*Items from a labeling collection*
————

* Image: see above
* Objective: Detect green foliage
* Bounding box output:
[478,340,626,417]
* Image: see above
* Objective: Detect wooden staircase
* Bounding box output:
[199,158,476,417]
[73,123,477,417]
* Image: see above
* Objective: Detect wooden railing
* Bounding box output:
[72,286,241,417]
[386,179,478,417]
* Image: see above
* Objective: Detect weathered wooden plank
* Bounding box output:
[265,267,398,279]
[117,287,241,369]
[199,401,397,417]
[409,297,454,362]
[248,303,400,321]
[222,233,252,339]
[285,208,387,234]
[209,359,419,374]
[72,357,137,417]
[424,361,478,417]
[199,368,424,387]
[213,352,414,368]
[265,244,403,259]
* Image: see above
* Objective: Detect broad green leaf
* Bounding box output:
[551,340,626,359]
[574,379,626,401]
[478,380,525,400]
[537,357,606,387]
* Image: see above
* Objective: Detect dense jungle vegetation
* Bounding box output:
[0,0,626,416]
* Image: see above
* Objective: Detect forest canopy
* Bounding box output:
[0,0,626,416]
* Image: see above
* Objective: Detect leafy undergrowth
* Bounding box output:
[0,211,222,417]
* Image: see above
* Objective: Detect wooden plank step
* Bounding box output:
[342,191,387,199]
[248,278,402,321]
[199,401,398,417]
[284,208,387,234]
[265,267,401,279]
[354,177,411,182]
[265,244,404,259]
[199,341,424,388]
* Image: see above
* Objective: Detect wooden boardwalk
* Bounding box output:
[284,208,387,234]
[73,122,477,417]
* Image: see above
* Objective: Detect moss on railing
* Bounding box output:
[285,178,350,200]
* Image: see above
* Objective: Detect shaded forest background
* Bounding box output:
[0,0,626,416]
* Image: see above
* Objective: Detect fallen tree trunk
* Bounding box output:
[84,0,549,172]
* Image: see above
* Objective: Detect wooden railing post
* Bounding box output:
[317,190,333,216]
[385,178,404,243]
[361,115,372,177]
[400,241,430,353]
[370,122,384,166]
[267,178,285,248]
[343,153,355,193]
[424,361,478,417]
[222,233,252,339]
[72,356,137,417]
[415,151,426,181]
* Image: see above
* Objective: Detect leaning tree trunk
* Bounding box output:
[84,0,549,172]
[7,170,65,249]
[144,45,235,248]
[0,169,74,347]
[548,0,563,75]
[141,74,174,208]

————

Rename "wooden" to "timber" everywhere in the records above, and reproduce the records with nothing else altered.

* Image: see above
* Objective: Detect green foliage
* Bounding box output:
[478,340,626,417]
* Image: see above
* Objective: Detect timber staircase
* Bounding box output:
[199,158,476,417]
[73,123,477,417]
* Image: see above
* Objective: Detect timber railing
* Bounding box output:
[72,286,241,417]
[386,179,478,417]
* Image: see above
* Objective: Detect weathered timber plank
* Bounding box output:
[265,267,398,279]
[117,287,241,369]
[199,401,397,417]
[409,297,454,362]
[248,303,400,321]
[222,233,252,339]
[285,208,387,234]
[209,359,419,374]
[72,357,137,417]
[424,361,478,417]
[199,368,424,387]
[213,352,414,368]
[265,244,403,259]
* Image: see above
* Objective: Detect broad green leaf
* Bounding box output:
[551,340,626,359]
[574,379,626,401]
[478,380,525,400]
[537,357,606,387]
* Image: see above
* Objective: Detect dense jungle vegetation
* Bounding box output:
[0,0,626,416]
* Image: see above
* Objective: Detect forest canopy
* Bounding box output:
[0,0,626,416]
* Image: see above
* Objective: Detect leafy undergrowth
* Bounding box output:
[0,211,222,417]
* Image: see above
* Objective: Detect timber plank step
* Bounding box output:
[342,191,387,199]
[248,278,402,321]
[199,401,398,417]
[284,208,387,234]
[265,267,401,279]
[354,177,411,182]
[265,244,404,259]
[199,341,424,388]
* Image: see above
* Objective: Detect timber boardwalk
* Bounding box output:
[284,208,387,234]
[73,122,477,417]
* Image: see above
* Objective: Detect moss on railing
* Bounding box output:
[285,178,350,200]
* Image: see above
* Objective: Detect shaded forest background
* Bounding box output:
[0,0,626,416]
* Image: see above
* Objective: Detect fallen tree trunk
* Bounding box output:
[84,0,549,172]
* Image: see above
* Objective: Detect timber railing post
* Bounding box output:
[317,190,333,216]
[385,178,404,243]
[361,115,372,177]
[400,241,430,353]
[370,122,384,166]
[267,178,285,248]
[343,153,355,193]
[424,361,478,417]
[222,233,252,339]
[72,356,137,417]
[415,151,426,181]
* Image: see above
* Objective: Detect leaning tree trunk
* Bounding box output:
[84,0,549,172]
[7,170,65,249]
[144,45,235,248]
[0,169,74,347]
[548,0,563,75]
[141,74,174,208]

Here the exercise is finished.